__INSTRUCTIONS FOR THE TASK__: Report back each line of the records that contains the string "clicks".

[Source records]
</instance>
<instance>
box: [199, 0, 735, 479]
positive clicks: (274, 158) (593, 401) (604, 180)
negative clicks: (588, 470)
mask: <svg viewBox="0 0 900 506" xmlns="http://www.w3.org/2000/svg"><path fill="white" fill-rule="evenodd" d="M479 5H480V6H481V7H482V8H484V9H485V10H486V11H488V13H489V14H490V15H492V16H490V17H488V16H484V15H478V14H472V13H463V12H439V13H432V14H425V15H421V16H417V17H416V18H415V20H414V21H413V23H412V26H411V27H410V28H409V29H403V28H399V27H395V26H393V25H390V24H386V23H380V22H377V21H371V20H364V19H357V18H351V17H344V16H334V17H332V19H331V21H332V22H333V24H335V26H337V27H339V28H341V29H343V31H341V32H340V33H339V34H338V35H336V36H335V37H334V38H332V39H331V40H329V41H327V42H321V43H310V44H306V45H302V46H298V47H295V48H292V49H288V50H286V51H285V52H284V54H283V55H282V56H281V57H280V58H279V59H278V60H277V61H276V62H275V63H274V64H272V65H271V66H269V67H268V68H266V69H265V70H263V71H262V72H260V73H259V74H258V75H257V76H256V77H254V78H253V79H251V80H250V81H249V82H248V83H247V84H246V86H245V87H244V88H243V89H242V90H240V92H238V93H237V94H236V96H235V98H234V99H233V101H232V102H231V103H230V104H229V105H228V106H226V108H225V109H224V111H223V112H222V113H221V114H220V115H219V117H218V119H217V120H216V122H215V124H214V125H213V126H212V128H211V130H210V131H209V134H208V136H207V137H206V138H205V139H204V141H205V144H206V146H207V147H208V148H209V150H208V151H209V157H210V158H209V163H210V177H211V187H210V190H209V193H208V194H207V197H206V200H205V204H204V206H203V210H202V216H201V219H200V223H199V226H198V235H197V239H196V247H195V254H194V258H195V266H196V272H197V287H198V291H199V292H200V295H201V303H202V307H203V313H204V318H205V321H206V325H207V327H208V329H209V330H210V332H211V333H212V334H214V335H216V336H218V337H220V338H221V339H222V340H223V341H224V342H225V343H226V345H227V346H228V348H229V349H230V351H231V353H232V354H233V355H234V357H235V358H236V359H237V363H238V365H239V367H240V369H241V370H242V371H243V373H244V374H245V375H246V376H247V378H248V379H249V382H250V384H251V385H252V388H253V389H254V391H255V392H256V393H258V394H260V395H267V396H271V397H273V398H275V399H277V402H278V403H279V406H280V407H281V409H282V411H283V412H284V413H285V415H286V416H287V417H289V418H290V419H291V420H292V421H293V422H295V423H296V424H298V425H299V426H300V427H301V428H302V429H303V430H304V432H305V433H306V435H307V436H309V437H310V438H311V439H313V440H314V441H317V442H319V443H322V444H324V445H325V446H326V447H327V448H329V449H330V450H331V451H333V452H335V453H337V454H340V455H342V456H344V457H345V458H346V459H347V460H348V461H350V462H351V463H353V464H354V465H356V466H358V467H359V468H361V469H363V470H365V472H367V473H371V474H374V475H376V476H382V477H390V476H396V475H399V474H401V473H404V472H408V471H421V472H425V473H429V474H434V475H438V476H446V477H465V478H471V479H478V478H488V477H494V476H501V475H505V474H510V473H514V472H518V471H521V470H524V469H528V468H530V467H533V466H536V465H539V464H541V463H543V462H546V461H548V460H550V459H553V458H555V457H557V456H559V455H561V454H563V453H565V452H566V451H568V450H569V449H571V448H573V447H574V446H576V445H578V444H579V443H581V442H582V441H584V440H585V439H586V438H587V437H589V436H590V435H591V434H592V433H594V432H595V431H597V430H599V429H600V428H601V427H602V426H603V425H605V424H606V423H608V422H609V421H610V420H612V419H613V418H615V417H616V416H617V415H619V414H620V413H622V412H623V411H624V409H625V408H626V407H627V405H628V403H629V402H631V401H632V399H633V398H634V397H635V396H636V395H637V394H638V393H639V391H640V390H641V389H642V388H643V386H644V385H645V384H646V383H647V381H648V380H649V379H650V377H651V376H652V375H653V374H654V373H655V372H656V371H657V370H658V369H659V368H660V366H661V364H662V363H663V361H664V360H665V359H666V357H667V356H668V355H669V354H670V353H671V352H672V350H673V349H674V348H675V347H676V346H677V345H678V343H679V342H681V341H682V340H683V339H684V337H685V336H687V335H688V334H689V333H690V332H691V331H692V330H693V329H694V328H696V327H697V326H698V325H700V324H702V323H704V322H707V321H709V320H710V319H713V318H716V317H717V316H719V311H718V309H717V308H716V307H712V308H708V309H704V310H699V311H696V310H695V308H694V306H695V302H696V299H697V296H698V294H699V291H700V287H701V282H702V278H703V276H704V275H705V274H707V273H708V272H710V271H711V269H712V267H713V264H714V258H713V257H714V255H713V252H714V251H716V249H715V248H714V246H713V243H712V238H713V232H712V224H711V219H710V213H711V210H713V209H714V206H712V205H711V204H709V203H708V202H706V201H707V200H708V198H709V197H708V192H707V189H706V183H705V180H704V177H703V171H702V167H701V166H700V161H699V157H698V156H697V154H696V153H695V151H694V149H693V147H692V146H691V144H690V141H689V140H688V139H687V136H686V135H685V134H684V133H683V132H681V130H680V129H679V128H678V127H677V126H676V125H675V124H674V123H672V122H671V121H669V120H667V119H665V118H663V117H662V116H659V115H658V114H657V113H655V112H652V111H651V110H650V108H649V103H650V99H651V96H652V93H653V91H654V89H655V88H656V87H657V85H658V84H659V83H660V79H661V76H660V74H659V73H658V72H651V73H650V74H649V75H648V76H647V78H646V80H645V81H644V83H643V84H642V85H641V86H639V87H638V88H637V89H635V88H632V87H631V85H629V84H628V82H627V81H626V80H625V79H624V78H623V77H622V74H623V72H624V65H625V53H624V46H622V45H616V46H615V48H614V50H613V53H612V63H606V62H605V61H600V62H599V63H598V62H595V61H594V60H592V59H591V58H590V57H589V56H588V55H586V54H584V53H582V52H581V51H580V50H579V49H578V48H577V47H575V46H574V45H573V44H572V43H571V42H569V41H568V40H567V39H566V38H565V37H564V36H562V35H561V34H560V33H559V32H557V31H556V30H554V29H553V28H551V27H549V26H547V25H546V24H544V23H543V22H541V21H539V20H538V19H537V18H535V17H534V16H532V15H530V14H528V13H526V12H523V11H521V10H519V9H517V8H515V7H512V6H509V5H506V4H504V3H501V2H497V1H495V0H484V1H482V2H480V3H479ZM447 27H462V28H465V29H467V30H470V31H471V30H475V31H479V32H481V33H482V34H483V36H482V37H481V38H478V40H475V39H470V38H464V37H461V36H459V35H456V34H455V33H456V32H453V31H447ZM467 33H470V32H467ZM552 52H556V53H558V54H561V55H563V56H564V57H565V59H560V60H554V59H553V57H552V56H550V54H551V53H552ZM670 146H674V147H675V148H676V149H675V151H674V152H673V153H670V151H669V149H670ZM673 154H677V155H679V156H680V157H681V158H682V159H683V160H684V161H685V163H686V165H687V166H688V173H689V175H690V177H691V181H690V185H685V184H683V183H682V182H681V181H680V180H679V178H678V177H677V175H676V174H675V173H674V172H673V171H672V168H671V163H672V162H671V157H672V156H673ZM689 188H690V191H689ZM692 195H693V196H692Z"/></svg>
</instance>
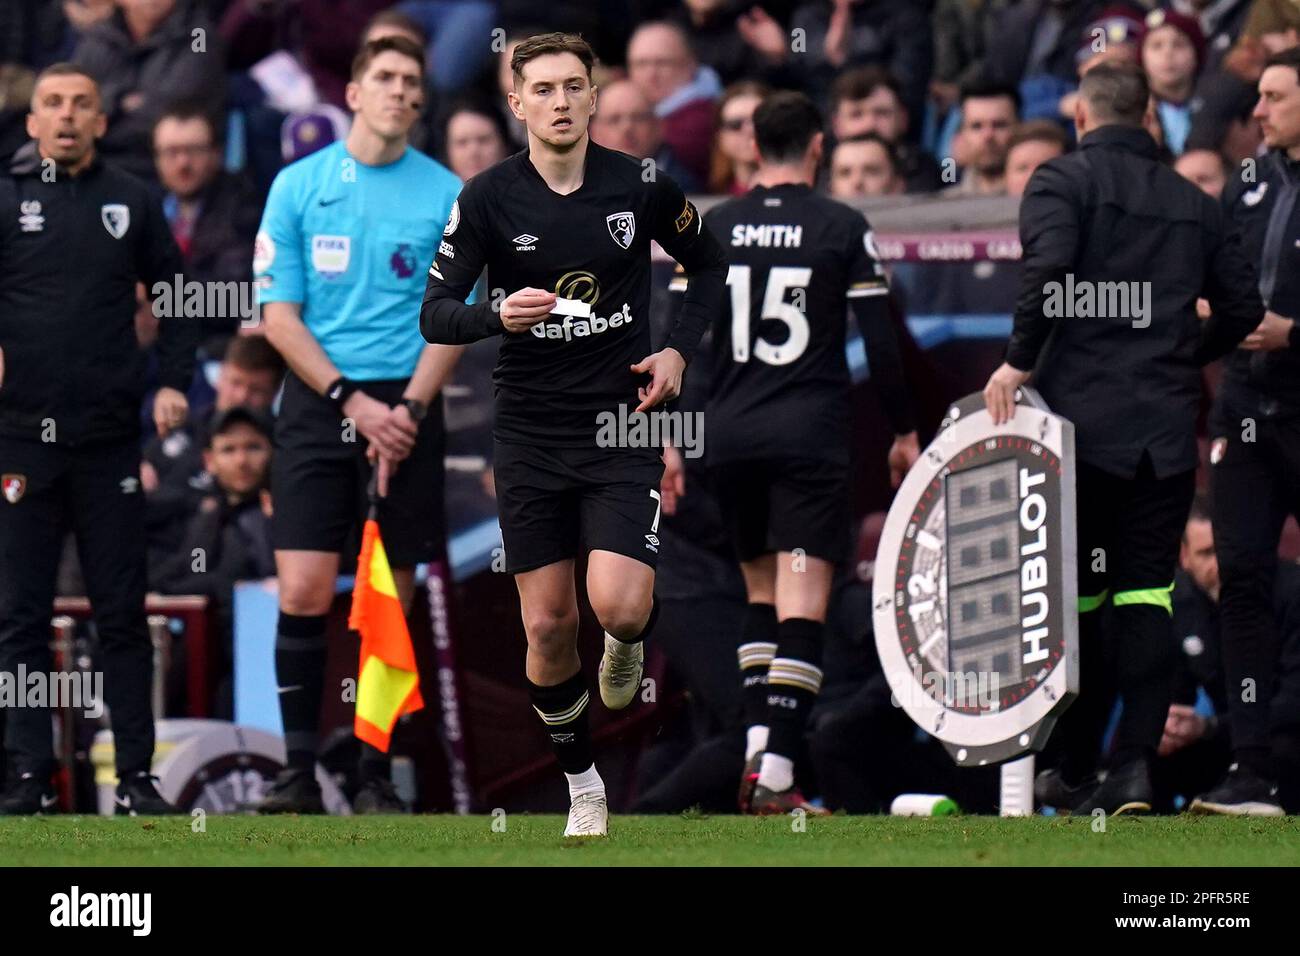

__REPLY__:
positive clicks: (274, 158) (593, 401) (604, 180)
negative clicks: (588, 470)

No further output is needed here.